**Problem:** Format every line of the listing below as a JSON list of strings, with one string per line and blank lines omitted.

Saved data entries
——————
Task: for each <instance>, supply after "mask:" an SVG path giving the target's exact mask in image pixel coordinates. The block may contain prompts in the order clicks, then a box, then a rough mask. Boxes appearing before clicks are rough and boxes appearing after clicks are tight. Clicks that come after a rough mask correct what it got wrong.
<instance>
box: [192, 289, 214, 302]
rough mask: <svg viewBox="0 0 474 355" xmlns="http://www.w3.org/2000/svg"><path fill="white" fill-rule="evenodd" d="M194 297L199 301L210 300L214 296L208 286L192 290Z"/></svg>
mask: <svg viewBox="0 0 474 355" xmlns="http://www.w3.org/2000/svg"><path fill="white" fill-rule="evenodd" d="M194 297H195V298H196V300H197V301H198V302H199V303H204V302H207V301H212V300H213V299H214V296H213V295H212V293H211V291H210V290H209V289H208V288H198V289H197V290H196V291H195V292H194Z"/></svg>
——————
**Result for this exercise:**
[
  "Task: for each <instance>, supply after \"mask:\" an SVG path giving the target's exact mask in image pixel coordinates. The block may contain prompts in the order clicks, then a box, then a rough mask. Boxes appearing before clicks are rough and boxes appearing after clicks are tight. Clicks that come after a rough mask correct what it got wrong.",
  "<instance>",
  "box: [192, 289, 214, 302]",
  "rough mask: <svg viewBox=\"0 0 474 355\" xmlns=\"http://www.w3.org/2000/svg\"><path fill=\"white\" fill-rule=\"evenodd\" d=\"M194 297L199 301L210 300L214 296L208 286L192 290Z\"/></svg>",
  "mask: <svg viewBox=\"0 0 474 355\" xmlns=\"http://www.w3.org/2000/svg\"><path fill=\"white\" fill-rule=\"evenodd\" d=\"M194 297H195V298H196V300H197V301H198V302H199V303H204V302H207V301H212V300H213V299H214V296H213V295H212V293H211V291H210V290H209V289H208V288H198V289H197V290H196V291H195V292H194Z\"/></svg>"
]